Write out every line of the material below as a numbered list, skipping blank lines and leaving out the pictures.

┄┄┄┄┄┄

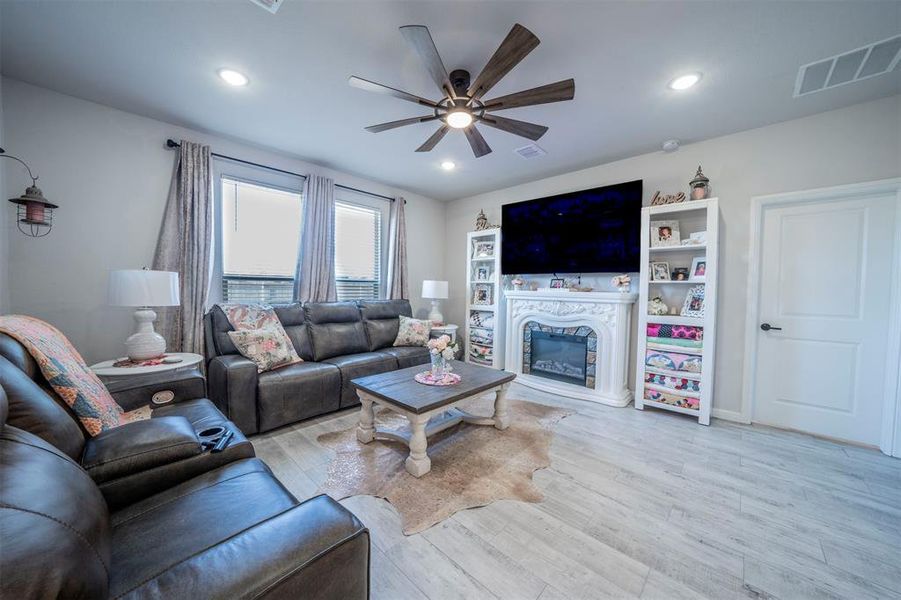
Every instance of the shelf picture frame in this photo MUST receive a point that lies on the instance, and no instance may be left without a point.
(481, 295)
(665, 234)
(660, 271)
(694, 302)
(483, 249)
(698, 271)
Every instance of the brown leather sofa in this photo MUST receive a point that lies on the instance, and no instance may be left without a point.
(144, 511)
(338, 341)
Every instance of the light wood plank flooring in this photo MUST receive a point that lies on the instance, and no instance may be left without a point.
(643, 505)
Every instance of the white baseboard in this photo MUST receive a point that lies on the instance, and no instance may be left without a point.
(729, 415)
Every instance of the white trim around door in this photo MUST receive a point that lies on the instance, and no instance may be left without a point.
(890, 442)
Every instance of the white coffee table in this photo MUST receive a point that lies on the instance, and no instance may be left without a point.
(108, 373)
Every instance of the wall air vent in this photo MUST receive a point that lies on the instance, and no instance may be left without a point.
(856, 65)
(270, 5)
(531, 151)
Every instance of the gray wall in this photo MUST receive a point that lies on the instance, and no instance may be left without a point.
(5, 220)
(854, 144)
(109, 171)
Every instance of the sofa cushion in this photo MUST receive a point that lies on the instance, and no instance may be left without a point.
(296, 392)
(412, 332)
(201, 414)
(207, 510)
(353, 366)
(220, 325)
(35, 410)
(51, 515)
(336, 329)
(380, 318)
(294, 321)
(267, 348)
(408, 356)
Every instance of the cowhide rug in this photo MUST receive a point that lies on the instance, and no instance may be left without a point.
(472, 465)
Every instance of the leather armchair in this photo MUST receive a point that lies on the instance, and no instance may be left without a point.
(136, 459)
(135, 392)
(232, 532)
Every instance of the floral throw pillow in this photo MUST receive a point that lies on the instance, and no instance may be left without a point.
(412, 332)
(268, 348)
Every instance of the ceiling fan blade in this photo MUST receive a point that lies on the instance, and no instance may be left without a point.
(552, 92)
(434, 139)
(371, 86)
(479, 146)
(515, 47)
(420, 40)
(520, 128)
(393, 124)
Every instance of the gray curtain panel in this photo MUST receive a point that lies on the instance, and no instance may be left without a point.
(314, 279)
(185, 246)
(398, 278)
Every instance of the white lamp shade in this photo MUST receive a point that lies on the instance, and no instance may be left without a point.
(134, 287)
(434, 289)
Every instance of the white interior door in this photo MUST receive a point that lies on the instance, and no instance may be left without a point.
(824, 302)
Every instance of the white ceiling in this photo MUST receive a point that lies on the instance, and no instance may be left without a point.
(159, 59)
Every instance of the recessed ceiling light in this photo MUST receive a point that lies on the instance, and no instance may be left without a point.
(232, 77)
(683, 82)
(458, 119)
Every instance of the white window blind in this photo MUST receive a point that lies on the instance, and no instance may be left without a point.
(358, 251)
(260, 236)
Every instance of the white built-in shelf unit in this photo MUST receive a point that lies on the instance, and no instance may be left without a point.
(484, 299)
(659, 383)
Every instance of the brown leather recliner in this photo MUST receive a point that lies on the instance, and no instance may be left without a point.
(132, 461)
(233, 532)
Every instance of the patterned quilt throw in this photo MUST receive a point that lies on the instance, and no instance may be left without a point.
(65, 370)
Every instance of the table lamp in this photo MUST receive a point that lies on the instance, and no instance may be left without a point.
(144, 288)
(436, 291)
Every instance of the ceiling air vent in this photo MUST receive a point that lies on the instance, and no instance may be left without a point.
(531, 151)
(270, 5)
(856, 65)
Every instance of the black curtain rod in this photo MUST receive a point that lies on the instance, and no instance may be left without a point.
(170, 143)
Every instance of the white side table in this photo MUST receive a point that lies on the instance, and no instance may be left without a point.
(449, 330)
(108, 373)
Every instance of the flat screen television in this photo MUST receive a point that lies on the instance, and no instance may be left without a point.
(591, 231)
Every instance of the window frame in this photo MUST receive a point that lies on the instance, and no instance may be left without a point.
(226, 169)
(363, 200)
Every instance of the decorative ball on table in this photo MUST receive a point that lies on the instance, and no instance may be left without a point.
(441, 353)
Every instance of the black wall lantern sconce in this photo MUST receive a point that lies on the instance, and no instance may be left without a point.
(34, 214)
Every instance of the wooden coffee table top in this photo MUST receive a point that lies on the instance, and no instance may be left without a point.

┄┄┄┄┄┄

• TASK RESPONSE
1. Every instance of the shelf picture frame in this photo MUST receive a point that lies on the instance, and no instance may be left without a point.
2. (481, 295)
3. (665, 234)
4. (660, 271)
5. (694, 302)
6. (483, 249)
7. (698, 271)
8. Every instance of the brown leather sofa in this photo MUST receive a point that lies on the instance, and no instance may be left without a point.
9. (144, 511)
10. (338, 341)
11. Every instance of the light wood plank flooring in this photo MUST receive a point that lies on the instance, and no instance may be left without a point.
12. (643, 505)
13. Every instance of the white baseboard in this photo MUST receive a point that lies on the instance, and no instance may be left without a point.
14. (729, 415)
15. Every instance of the white trim around door in this photo MUST receive a point that lies on the instance, and no instance may be left without a point.
16. (890, 442)
17. Every instance of the white coffee table in this photo MUST receive a point that lies on the instance, and no instance may be left without a point.
18. (108, 373)
19. Every instance of the wall air vent in this photo MUST receive a point that lies on the instance, and no instance may be left without a point.
20. (856, 65)
21. (270, 5)
22. (531, 151)
23. Every instance of the gray wall in this photo MUST receive a point that lies on the instance, and no instance may be left without a point.
24. (5, 220)
25. (854, 144)
26. (109, 171)
27. Every instance of the sofa cushion in this photo MUST receive a point that lies on the instance, and no instance may be left without a point.
28. (296, 392)
29. (412, 332)
30. (201, 414)
31. (207, 510)
32. (353, 366)
33. (220, 325)
34. (35, 410)
35. (51, 515)
36. (336, 329)
37. (380, 318)
38. (294, 321)
39. (267, 348)
40. (408, 356)
41. Every instance of the cowhide rug in this photo MUST receive a point that lies on the instance, and no instance may be left without a point.
42. (472, 465)
43. Every instance of the leather armchair in this photo MUST receive a point that lies on the instance, and no instance may be left without a point.
44. (136, 459)
45. (135, 392)
46. (232, 532)
47. Every instance of the floral throw pillow in this photo MUST receive a point that lies on the instance, and no instance may be left without a point.
48. (412, 332)
49. (268, 348)
50. Every instance of the ceiling fan blade in this photo MUST receive a point that lies on the instance, and no instance may be left without a point.
51. (552, 92)
52. (434, 139)
53. (371, 86)
54. (479, 146)
55. (515, 47)
56. (420, 40)
57. (520, 128)
58. (393, 124)
59. Every instance of the gray curtain panel in this photo MUST receive a point that lies on the instance, and no instance may be left without a point.
60. (314, 279)
61. (185, 246)
62. (398, 278)
63. Every instance of the white lamp shade in this photo MUST receive a point that lies on the instance, and no instance may be left without a point.
64. (134, 287)
65. (434, 289)
66. Every instance of the white interior door in this photo MUST receive a point that lies on the instance, and no instance may be left without a point.
67. (824, 302)
68. Every instance of the white ceiling in this photo MUST receive a point that lies on the instance, and no instance may be left without a point.
69. (159, 59)
70. Every instance of the recessed ceiling light in this photo MUST receive a point that lies on the instance, and no instance may be left without a point.
71. (232, 77)
72. (683, 82)
73. (458, 119)
74. Every instance of the white window blind in this photo MUST receive a point that lies on the instance, and no instance may be left without a point.
75. (358, 251)
76. (260, 236)
77. Every instance of the white built-in shelf unit in this photo MUST receive a point that lies on the instance, and no instance may be left without a point.
78. (484, 299)
79. (659, 383)
80. Every instance of the brown leather recliner in this photo MUST receive a point that lies on the instance, and no instance may be left without a point.
81. (132, 461)
82. (233, 532)
83. Every instance of the patterned quilt throw in this photo MUST receive a point that lies on the instance, and no instance may be left without a point.
84. (65, 370)
85. Every instance of the table lamp in this photo MUST receive a point that lies on the instance, and no instance may be left without a point.
86. (144, 288)
87. (436, 291)
88. Every instance of the ceiling air vent in this photo MUST receive a point that lies on the instance, and no instance may be left without a point.
89. (531, 151)
90. (270, 5)
91. (856, 65)
92. Every instance of the black curtain rod in this photo MUST receive a point that lies on the instance, and no instance may be left without a point.
93. (170, 143)
94. Every instance of the white side table in this photo MUST receive a point that lies on the instance, and no instance may be left without a point.
95. (449, 330)
96. (108, 373)
97. Every instance of the flat screen television in this photo MUST receive a point that lies on the instance, and no instance may be left without a point.
98. (591, 231)
99. Every instance of the window frame in this photo MUST receive a point that lies on the instance, and no instance may be left without a point.
100. (226, 169)
101. (363, 200)
102. Every instance of the decorative ball on table in this photo MUST receive a point that lies on the instance, and no instance may be left without a point.
103. (441, 353)
104. Every instance of the black wall lantern sconce in this photo MUST receive a point that lies on the instance, and no instance may be left without a point.
105. (34, 214)
106. Every instance of the wooden coffee table top in this photo MUST receive a point that lies on the instance, and no instance may be left without a point.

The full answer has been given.